> **Written problem**
Rewrite every line of the items from the line with "the form (347,229)." through the final line, keeping the requests and their sample forms unchanged. Multiply each coordinate in the answers by 1.6 and round it to a whole number, rounding halves up.

Recorded data
────────────────────

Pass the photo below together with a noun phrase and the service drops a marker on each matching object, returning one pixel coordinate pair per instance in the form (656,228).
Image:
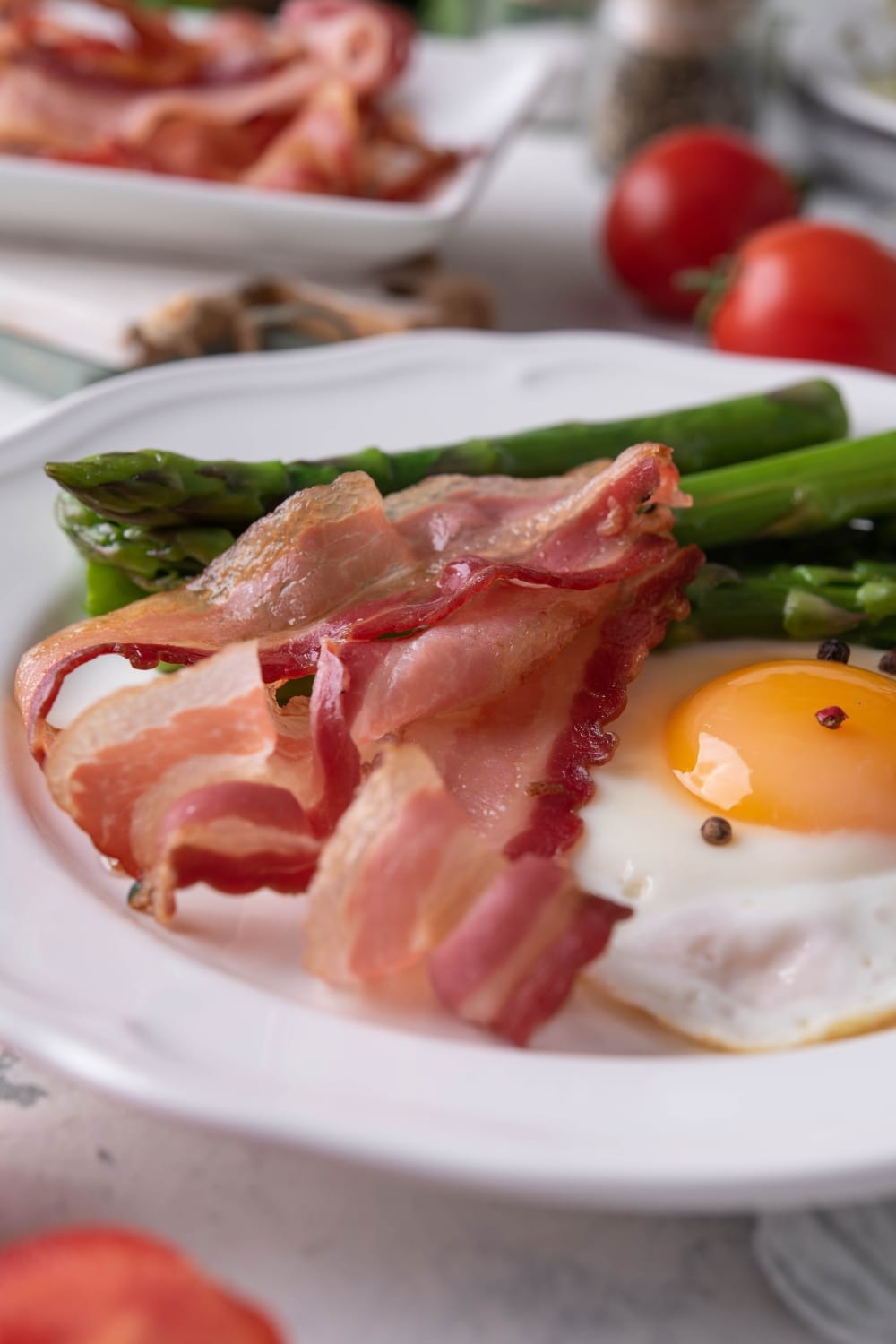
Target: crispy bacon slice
(512,960)
(398,873)
(430,785)
(288,105)
(405,875)
(395,566)
(194,777)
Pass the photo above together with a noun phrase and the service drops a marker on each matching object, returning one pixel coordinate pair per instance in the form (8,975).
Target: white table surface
(343,1255)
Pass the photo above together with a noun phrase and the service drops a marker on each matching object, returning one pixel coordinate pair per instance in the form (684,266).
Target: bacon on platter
(296,104)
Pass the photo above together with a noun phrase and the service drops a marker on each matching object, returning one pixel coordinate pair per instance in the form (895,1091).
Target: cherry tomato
(685,201)
(85,1285)
(810,290)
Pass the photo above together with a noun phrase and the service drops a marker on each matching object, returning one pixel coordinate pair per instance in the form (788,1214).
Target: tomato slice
(104,1285)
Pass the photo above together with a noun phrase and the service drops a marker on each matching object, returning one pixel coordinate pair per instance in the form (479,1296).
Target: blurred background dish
(841,58)
(470,94)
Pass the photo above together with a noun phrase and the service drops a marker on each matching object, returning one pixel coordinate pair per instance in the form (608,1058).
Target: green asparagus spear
(794,494)
(156,489)
(774,499)
(806,602)
(150,559)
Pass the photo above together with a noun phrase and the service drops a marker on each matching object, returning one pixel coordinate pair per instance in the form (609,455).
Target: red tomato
(683,202)
(810,290)
(90,1285)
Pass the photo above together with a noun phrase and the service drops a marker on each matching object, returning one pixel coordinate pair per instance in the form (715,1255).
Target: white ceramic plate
(850,126)
(469,94)
(217,1023)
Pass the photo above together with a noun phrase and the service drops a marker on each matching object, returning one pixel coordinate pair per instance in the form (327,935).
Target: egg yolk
(750,746)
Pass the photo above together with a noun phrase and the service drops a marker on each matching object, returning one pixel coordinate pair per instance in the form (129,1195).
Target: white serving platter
(465,94)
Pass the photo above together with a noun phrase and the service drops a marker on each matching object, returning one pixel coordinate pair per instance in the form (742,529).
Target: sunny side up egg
(788,933)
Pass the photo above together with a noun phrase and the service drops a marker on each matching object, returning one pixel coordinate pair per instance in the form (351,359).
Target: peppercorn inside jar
(664,64)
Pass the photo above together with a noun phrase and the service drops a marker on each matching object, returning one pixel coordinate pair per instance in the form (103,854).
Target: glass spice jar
(664,64)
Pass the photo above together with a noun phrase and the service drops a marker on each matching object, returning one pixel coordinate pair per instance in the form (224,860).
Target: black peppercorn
(716,831)
(833,650)
(831,717)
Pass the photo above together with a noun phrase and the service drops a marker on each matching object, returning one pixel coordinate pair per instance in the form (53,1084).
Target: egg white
(775,940)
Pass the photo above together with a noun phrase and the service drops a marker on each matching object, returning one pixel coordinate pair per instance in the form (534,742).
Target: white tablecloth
(344,1255)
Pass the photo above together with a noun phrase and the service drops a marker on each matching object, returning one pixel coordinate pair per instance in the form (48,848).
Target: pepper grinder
(664,64)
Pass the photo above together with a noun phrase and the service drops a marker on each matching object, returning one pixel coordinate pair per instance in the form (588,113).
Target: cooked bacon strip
(383,577)
(367,42)
(317,150)
(125,766)
(287,105)
(397,874)
(513,660)
(405,876)
(512,960)
(271,581)
(236,836)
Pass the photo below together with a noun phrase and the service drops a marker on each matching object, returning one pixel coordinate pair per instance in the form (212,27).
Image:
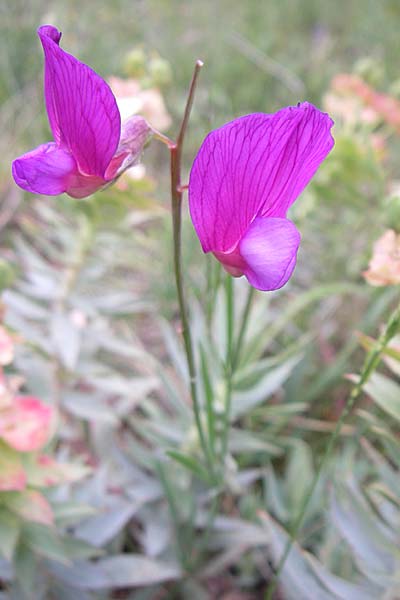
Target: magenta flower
(245,177)
(90,149)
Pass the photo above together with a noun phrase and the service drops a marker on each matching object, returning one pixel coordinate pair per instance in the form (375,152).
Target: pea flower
(245,177)
(90,149)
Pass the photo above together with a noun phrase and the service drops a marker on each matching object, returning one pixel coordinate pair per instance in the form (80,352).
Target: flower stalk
(176,204)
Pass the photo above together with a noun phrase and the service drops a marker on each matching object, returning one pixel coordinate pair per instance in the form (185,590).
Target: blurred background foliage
(89,291)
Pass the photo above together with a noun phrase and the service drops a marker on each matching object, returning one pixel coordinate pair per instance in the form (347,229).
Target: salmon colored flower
(384,266)
(245,177)
(90,148)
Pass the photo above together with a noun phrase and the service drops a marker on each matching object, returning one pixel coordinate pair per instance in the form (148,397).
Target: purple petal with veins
(86,126)
(252,168)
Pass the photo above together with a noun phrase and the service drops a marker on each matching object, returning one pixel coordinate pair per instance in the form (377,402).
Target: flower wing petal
(269,249)
(257,164)
(82,110)
(45,170)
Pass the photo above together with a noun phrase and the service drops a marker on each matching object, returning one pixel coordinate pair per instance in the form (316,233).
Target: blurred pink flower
(360,100)
(6,347)
(90,148)
(26,423)
(132,99)
(384,266)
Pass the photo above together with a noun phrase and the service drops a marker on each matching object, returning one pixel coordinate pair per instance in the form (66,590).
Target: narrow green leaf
(190,463)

────────────────────

> **Final result**
Pass the photo above together with a noun phrase and the service drops a marker on each matching object, returning one pixel coordinate pair per instance in the form (347,229).
Target: salmon colored flower
(614,426)
(392,283)
(144,237)
Pass the photo above together with a noun phrase and the service drops a marker on each matching object, returning one pixel coordinate pair per instance in the form (148,397).
Target: purple petal with veins
(138,202)
(403,269)
Pass the photo above together with a noun phrase and the service drops a marker on each matching object, returning one pixel coordinate pair per instance in the form (377,402).
Target: flower wing petal
(430,398)
(411,262)
(131,176)
(72,272)
Pass the photo above together with a noun phrase and the service drops a marker on each matching object, returning one pixel coordinate pair per instance in the form (316,233).
Target: blurred pink flower
(576,160)
(10,555)
(144,237)
(42,677)
(211,158)
(614,426)
Pass the photo above together with a noun phrase and the service drops a marker on each matching object, returning one pixel coordinate pair per instance in the form (66,590).
Target: narrow green leaf
(304,741)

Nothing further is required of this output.